- **RECORDS SHOWN**:
§ §
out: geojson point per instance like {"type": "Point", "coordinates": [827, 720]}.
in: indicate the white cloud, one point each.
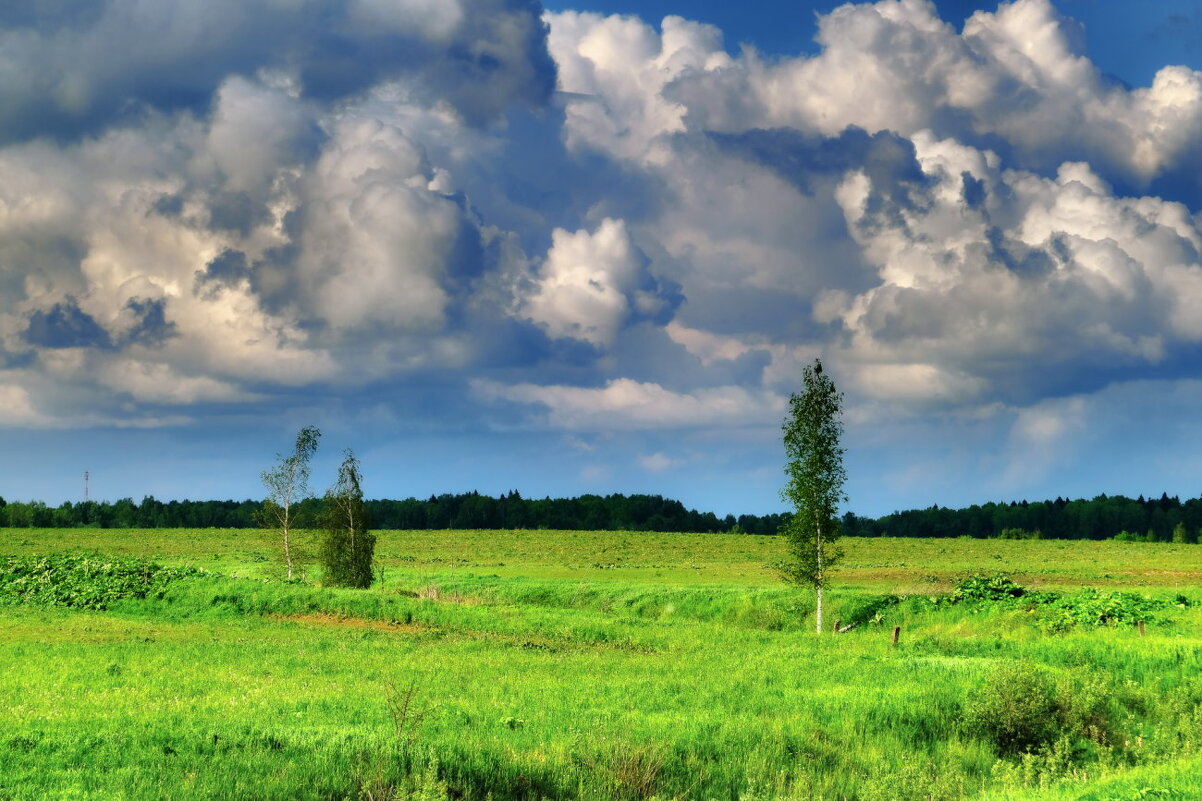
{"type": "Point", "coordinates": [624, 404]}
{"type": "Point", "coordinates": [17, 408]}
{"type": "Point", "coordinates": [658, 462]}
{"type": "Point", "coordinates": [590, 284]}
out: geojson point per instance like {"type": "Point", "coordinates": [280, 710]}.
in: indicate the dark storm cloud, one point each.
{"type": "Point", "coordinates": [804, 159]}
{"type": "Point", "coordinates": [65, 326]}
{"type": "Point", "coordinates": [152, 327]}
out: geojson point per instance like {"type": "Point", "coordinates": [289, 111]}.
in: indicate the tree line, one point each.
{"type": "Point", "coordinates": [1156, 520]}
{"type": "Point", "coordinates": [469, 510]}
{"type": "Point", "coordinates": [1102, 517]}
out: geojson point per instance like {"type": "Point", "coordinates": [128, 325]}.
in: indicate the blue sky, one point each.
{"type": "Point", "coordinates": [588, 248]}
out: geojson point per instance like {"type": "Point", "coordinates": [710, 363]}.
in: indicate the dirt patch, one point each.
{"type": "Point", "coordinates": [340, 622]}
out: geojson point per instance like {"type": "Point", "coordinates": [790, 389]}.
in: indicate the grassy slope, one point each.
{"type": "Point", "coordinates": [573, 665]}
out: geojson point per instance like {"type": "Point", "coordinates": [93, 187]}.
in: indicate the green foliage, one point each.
§ §
- **JOB**:
Reproduce the listing above verbatim, omitting the picture from your reply.

- **ANSWER BELOW**:
out: geojson point per instance like {"type": "Point", "coordinates": [827, 720]}.
in: indicate the white cloud, one point each.
{"type": "Point", "coordinates": [624, 404]}
{"type": "Point", "coordinates": [17, 408]}
{"type": "Point", "coordinates": [658, 462]}
{"type": "Point", "coordinates": [590, 284]}
out: geojson point per instance like {"type": "Point", "coordinates": [280, 710]}.
in: indicate the dark storm cloud, one point each.
{"type": "Point", "coordinates": [804, 159]}
{"type": "Point", "coordinates": [65, 326]}
{"type": "Point", "coordinates": [152, 327]}
out: geojson point per instance like {"type": "Point", "coordinates": [289, 111]}.
in: indicate the tree line, one point each.
{"type": "Point", "coordinates": [1156, 520]}
{"type": "Point", "coordinates": [469, 510]}
{"type": "Point", "coordinates": [1102, 517]}
out: geojson point per instance like {"type": "Point", "coordinates": [128, 325]}.
in: indicate the blue sky, one point each.
{"type": "Point", "coordinates": [588, 248]}
out: geojson point per instance like {"type": "Point", "coordinates": [710, 363]}.
in: indicate the dirt patch, one point each.
{"type": "Point", "coordinates": [340, 622]}
out: geojson point per instance like {"type": "Point", "coordinates": [790, 389]}.
in: indicate the grassy slope, one point each.
{"type": "Point", "coordinates": [573, 665]}
out: geojson point per instance like {"type": "Point", "coordinates": [93, 187]}.
in: indicate the green foliage, one point each.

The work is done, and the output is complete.